(Labeled-object pointing entries)
----

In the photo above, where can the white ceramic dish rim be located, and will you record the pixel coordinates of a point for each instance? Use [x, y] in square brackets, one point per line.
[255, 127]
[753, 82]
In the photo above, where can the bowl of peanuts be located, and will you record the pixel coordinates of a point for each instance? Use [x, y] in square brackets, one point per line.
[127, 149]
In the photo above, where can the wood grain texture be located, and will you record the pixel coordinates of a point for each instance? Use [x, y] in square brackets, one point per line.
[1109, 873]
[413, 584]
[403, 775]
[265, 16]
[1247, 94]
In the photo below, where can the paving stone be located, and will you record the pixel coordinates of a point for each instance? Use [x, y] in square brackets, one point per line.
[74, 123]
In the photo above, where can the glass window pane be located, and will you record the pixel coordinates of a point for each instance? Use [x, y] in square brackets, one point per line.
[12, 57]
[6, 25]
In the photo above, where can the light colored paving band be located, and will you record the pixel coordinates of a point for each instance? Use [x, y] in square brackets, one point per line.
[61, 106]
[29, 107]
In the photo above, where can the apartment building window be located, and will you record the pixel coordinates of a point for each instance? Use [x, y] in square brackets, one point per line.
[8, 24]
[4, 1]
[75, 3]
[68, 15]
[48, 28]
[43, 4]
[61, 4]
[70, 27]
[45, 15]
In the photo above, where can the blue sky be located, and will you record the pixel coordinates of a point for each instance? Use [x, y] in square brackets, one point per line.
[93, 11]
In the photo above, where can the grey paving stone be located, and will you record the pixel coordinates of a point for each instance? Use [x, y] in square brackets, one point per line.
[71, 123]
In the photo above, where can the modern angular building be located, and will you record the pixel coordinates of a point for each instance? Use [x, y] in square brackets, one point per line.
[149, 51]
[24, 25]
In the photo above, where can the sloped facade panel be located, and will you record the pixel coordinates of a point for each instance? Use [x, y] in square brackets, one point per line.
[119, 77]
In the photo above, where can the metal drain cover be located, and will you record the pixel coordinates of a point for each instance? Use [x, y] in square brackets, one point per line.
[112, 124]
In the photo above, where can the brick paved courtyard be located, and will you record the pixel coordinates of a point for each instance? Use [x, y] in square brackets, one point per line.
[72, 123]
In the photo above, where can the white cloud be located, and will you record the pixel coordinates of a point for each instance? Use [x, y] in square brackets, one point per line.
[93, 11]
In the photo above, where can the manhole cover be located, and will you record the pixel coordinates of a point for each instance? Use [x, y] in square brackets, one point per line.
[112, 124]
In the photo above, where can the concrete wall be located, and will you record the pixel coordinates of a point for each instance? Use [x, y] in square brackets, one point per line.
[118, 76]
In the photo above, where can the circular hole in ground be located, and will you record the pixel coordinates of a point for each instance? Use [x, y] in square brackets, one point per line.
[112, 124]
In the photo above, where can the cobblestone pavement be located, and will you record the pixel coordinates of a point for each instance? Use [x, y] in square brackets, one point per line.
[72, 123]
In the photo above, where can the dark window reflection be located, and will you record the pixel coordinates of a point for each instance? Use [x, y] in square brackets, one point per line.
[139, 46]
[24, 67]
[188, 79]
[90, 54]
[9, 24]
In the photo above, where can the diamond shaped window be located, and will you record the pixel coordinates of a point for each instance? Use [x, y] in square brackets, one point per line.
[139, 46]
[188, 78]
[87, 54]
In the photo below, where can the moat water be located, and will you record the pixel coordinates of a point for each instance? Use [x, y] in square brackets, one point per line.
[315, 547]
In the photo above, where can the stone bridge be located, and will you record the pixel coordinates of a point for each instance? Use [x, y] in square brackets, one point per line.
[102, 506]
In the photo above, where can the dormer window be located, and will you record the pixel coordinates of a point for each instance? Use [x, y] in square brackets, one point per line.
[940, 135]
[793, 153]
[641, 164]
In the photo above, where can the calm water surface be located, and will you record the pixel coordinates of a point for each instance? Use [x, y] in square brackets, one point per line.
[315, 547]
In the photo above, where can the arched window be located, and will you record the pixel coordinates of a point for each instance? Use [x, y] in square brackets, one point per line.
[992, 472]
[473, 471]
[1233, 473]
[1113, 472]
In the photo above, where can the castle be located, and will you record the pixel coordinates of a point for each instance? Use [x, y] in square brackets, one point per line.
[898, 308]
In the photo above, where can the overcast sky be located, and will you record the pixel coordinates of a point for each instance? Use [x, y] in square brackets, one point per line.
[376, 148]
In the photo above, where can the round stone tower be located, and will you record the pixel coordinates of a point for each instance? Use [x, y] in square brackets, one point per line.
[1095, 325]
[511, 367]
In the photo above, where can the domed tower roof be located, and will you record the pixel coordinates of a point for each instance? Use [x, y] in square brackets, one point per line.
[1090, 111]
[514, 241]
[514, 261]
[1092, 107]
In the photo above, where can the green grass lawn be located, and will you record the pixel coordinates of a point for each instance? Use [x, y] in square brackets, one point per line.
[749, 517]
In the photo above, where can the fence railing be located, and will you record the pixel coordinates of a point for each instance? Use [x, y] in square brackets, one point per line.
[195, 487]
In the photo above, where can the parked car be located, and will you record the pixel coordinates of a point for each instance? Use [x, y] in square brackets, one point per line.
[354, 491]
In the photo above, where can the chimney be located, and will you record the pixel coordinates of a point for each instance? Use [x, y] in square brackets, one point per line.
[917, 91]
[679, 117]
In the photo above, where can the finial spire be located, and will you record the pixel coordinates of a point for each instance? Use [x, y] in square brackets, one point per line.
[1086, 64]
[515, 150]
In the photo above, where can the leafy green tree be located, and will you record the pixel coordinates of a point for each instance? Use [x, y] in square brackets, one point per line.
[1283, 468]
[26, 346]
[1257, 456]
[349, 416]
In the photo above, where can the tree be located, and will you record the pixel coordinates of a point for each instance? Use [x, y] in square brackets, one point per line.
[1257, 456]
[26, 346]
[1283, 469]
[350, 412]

----

> **SHORT PROBLEM**: Repeat the material above exactly.

> **TASK RESPONSE**:
In the photo above, where can the white ceramic dish rim be located, and will you record the pixel coordinates of a point for each instance? Use [x, y] in square brackets, one point per line.
[255, 127]
[753, 82]
In the photo above, where can the bowl of peanuts be located, and will you record the pixel coordinates of a point for each instance? Use [x, y] in square brackets, one point per line.
[127, 149]
In the photo above, where can the wood grain texture be located, and will you record the pixel coordinates of a point for each instance? Use [x, y] in square brackets, one point per line.
[1109, 873]
[413, 584]
[403, 775]
[265, 16]
[1247, 94]
In the photo below, where can the paving stone be located, and will you record the pixel coordinates of a point for each instance? Use [x, y] in square brackets, one point per line.
[74, 123]
In the photo above, where can the glass window pane be located, and will you record the pixel coordinates of a point for each instance? Use [x, y] in square brackets, one point per line.
[12, 57]
[6, 25]
In the photo above, where can the light colored paving band be located, and will you record the pixel coordinates of a point for each instance? Use [x, y] in square brackets, one point per line.
[61, 106]
[29, 107]
In the photo above, where can the apartment building window be located, and will you record the pixel coordinates of a point for each instance? Use [x, y] in square brackets, one point per line.
[8, 24]
[4, 1]
[75, 3]
[68, 15]
[48, 28]
[43, 4]
[61, 4]
[70, 27]
[45, 15]
In the photo above, where can the blue sky be located, and will you record the pixel coordinates of a point for each instance? Use [x, y] in square brackets, one point per line.
[93, 11]
In the photo above, where can the grey paving stone be located, and will you record the pixel coordinates of a point for each instance? Use [x, y] in square brackets, one point per line.
[71, 123]
In the photo above, where can the modern angular building be located, and will you record the pixel coordinates of a point for each instance? Use [x, y] in square brackets, one point per line.
[149, 51]
[24, 25]
In the photo above, where can the sloped facade panel be located, and will you record the pixel coordinates of a point for each instance? Use [x, y] in square brackets, one point per line.
[119, 77]
In the photo above, where can the metal drain cover be located, and will you record the pixel coordinates of a point for each instance? Use [x, y] in square brackets, one point per line.
[112, 124]
In the photo above, where can the brick paved courtyard be located, and will you record the pixel coordinates of a point for each instance? Use [x, y] in square brackets, one point per line.
[72, 123]
In the photo above, where can the white cloud be located, and will you record the pixel coordinates of a point for each instance? Use [x, y] in square brackets, one point per line.
[93, 11]
In the photo above, where can the manhole cover be located, and will you record the pixel coordinates of a point for each instance? Use [x, y] in square brackets, one point per line.
[112, 124]
In the photo above, where can the concrete wall be located, and will you record the pixel coordinates of a point for each instance? Use [x, y] in square brackets, one point per line.
[118, 76]
In the photo above, where can the circular hole in ground be located, and will you record the pixel coordinates of a point for each instance? Use [x, y] in square brackets, one point per line.
[112, 124]
In the photo above, where can the cobblestone pavement be located, and will you record the pixel coordinates of a point for each instance? Use [x, y] in square brackets, one point per line.
[72, 123]
In the photo above, where can the dark window reflection be located, and will you record the pixel coordinates of a point for each instance? Use [x, y] in square brackets, one point per line.
[139, 46]
[24, 67]
[188, 79]
[90, 54]
[9, 24]
In the photo above, where can the diamond shaped window be located, and will you record the pixel coordinates of a point for each instance? Use [x, y] in square brackets, one point per line.
[139, 46]
[188, 78]
[87, 54]
In the photo below, where can the moat water be located, and will you record the pixel coordinates of a point for each instance? Use [x, y] in square brackets, one point per line.
[315, 547]
In the photo above, where can the stone bridge be located, and will you record the pixel coordinates of a point for each instance? Use [x, y] in square brackets, one point per line.
[102, 506]
In the photo above, where can the dormer window be located, and will you record the pixel coordinates of a point for each instance? Use [x, y] in square brackets, one point per line.
[940, 135]
[793, 153]
[641, 164]
In the photo above, where can the calm water surface be located, and will you record the pixel coordinates of a point for each instance? Use [x, y] in square brackets, one point per line.
[315, 547]
In the photo above, where can the arched window be located, and will you record the pixel coordinates of a point for each instance? Use [x, y] in square brackets, one point per line.
[992, 472]
[473, 471]
[1233, 473]
[1113, 472]
In the photo above, where can the castle be located, and will you record the pixel coordinates of a point for each instance? Use [x, y] in square brackets, one point per line.
[898, 308]
In the photo above, where can the overcast sky be located, and will you record the pixel coordinates of a point for each instance? Use [x, y] in square brackets, one point per line.
[376, 148]
In the photo above, where can the round stone tower be located, and will you record the pixel coordinates of a point for each instance? Use [x, y] in square brackets, one point per line.
[1095, 325]
[511, 367]
In the photo above, where can the domed tower roof be located, and will you record the pixel coordinates of a point for each instance? Use [x, y] in square brackets, one point per line.
[1090, 111]
[514, 241]
[514, 261]
[1092, 107]
In the photo above, where can the green grass lawn be located, and will you record the pixel coordinates of a point for each instance? Use [x, y] in square brackets, one point per line.
[749, 517]
In the photo above, where can the fence railing be located, and will you record the pixel coordinates of a point for each instance? Use [x, y] in square brackets, one point per line.
[195, 487]
In the photo above, where can the parked car be located, and will you record the pixel coordinates of a point for each instance? Use [x, y] in square brackets, one point per line.
[354, 491]
In the photo above, where can the chimney be located, and will you record the pixel coordinates of a point for each instance? Use [x, y] in square brackets, one point per line.
[917, 91]
[679, 117]
In the photo above, where can the finial spire be located, and will you record the pixel coordinates of a point for each instance? Use [x, y] in square brackets, one point per line.
[1086, 64]
[515, 150]
In the photo above, where can the leafy green tree be located, and will you record the pixel coordinates of a point for each instance? Use [x, y] in square brackets, one point per line.
[1283, 468]
[26, 346]
[1257, 456]
[349, 416]
In the photo above, where can the tree be located, and will you record the pixel coordinates of a point for each instance? Use [x, y] in square brackets, one point per line.
[1257, 456]
[26, 346]
[1283, 469]
[350, 412]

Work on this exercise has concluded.